** The problem **
What you return should match the entries below exactly, only without the images.

=== Record set ===

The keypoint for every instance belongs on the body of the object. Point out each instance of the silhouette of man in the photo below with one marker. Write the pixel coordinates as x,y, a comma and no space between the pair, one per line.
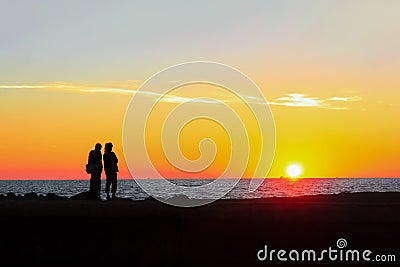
111,169
95,161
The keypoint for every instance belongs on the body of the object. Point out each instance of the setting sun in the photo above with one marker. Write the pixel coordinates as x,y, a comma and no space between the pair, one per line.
294,170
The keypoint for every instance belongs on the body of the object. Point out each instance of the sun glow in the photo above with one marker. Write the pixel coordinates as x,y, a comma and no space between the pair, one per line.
294,170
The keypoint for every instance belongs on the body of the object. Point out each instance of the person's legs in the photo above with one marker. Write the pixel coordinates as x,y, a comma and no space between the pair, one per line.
108,184
95,184
114,185
98,187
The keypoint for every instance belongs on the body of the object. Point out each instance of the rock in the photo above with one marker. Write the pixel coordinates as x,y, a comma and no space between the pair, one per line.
84,196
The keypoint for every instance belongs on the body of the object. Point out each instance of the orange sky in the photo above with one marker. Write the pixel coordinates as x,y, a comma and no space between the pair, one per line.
329,71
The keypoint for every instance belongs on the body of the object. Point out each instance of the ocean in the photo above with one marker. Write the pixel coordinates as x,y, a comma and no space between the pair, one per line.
269,188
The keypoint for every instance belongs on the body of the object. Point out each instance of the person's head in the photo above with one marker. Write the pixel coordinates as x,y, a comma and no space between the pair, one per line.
108,147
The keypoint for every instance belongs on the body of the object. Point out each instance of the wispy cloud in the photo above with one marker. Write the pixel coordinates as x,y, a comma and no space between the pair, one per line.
303,100
130,87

===

** Task solution **
The keypoint for every instance belongs on the body of the object. Point out each instance of the silhouette of man in the photo below with one marker. Write the pixel coordinates as x,y, a comma and no space between the pair, one per line.
111,169
95,161
The keypoint for every instance belongs on the body of the object. Point out each instance of the setting sun in the photo above with one marker. Write the pixel coordinates as x,y, a comma and no space between the pair, one per line.
294,170
The keypoint for every instance belongs on the body of the object. Point out each instance of the sun glow in the photo above with one marker. Write the pixel coordinates as x,y, a comma and no space between the pair, one per line.
294,170
The keypoint for every instance belongs on the body of the object. Point out each instance of the person's legs in the photo above with one marker. Write the pixel coordinates as x,y, a comma and no space between the pair, one per line.
108,184
95,184
114,185
98,187
The keypoint for every instance belongs on the body of the object. Point out each instance of the rock in the photo above with one marker. Write the pixel coordinates as x,y, a comma and no space between the pair, one per line.
84,196
The keypoint for every instance belongs on the body of the object. Point out each instance of the orange sky in the photo above with one marker. Write the pixel coordinates as x,y, a comma and no space between the pair, one per line.
329,71
The keypoint for every instance belongs on the body of the object. Point out each instance of the ocean in the photo above with one marker. Write the pixel coordinates as x,y, a comma and no space between the pair, one per line.
269,188
The keypoint for every instance belongs on the body of the object. Point out each instance of the person's head in the photo above with one marker. Write the pixel coordinates as x,y, a comma and no space between the pair, one per line.
108,147
The keypoint for every instance belongs on the body of the object. Point out each instance of the wispy cloud in the photo above with one marker. Write the pixel coordinates as x,y, a comma and no space between the pair, one per line.
303,100
130,87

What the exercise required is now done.